▶ **Extrahierter Text**:

:::::

Korrektur: Wir haben am Montagabend über prägende Verbindungen zwischen der alten Merkel- und der aktuellen Merz-Regierung geschrieben. Dabei ist uns ein Fehler unterlaufen: Merz’ enger Mitarbeiter Jacob Schrot war in den letzten zwei Jahren unter Merkel in der außenpolitischen Abteilung. Er arbeitete aber unter Jan Hecker, nicht mehr unter Christoph Heusgen. Hecker hatte mehrere Jahre an der Seite von Heusgen im Kanzleramt gearbeitet und dessen differenzierte Sicht auf Israel und Netanjahu fortgeschrieben. Heusgen selbst war zu der Zeit schon deutscher Botschafter in New York, und sein damaliger „Schüler“ an der UN-Vertretung war Günter Sautter, der heutige außenpolitische Berater des Kanzlers. Wir bedauern den Fehler.

100 Tage Schwarz-Rot

Die schwarz-rote Bundesregierung ist an diesem Mittwoch genau 100 Tage im Amt. Die Wähler stellen der Koalition ein kritisches Zwischenzeugnis aus. Nach einer Forsa-Umfrage würden sich zwei Millionen Wähler weniger für eine der beiden Regierungsparteien entscheiden als noch bei der Bundestagswahl. Die Union kommt nur noch auf 27 Prozent, die SPD liegt bei 13 Prozent. Wir haben Persönlichkeiten aus Politik, Wissenschaft, Wirtschaft und Gesellschaft nach ihrer Einschätzung gefragt.

:::::

▶ **Datensatzauszug**:
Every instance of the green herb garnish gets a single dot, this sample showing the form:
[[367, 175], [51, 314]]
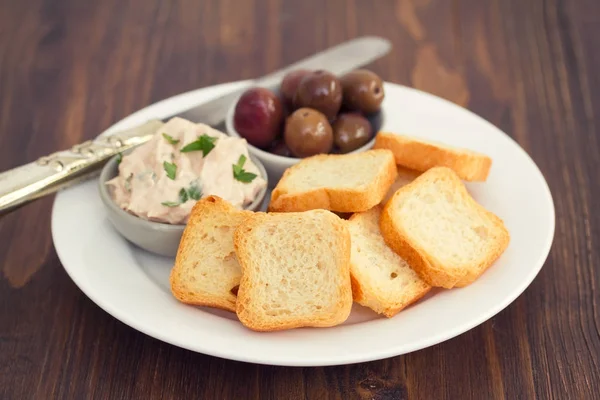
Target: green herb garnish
[[170, 139], [204, 143], [240, 174], [194, 191], [170, 169]]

:::::

▶ **Ziel**: Dupliziere aus dem extrahierten Text zur schwarz-roten Bundesregierung wortgetreu den Abschnitt, der mit den Worten „Korrektur: Wir haben“ einsetzt und mit „bedauern den Fehler.“ schließt.

▶ **Gelöste Aufgabe**:
Korrektur: Wir haben am Montagabend über prägende Verbindungen zwischen der alten Merkel- und der aktuellen Merz-Regierung geschrieben. Dabei ist uns ein Fehler unterlaufen: Merz’ enger Mitarbeiter Jacob Schrot war in den letzten zwei Jahren unter Merkel in der außenpolitischen Abteilung. Er arbeitete aber unter Jan Hecker, nicht mehr unter Christoph Heusgen. Hecker hatte mehrere Jahre an der Seite von Heusgen im Kanzleramt gearbeitet und dessen differenzierte Sicht auf Israel und Netanjahu fortgeschrieben. Heusgen selbst war zu der Zeit schon deutscher Botschafter in New York, und sein damaliger „Schüler“ an der UN-Vertretung war Günter Sautter, der heutige außenpolitische Berater des Kanzlers. Wir bedauern den Fehler.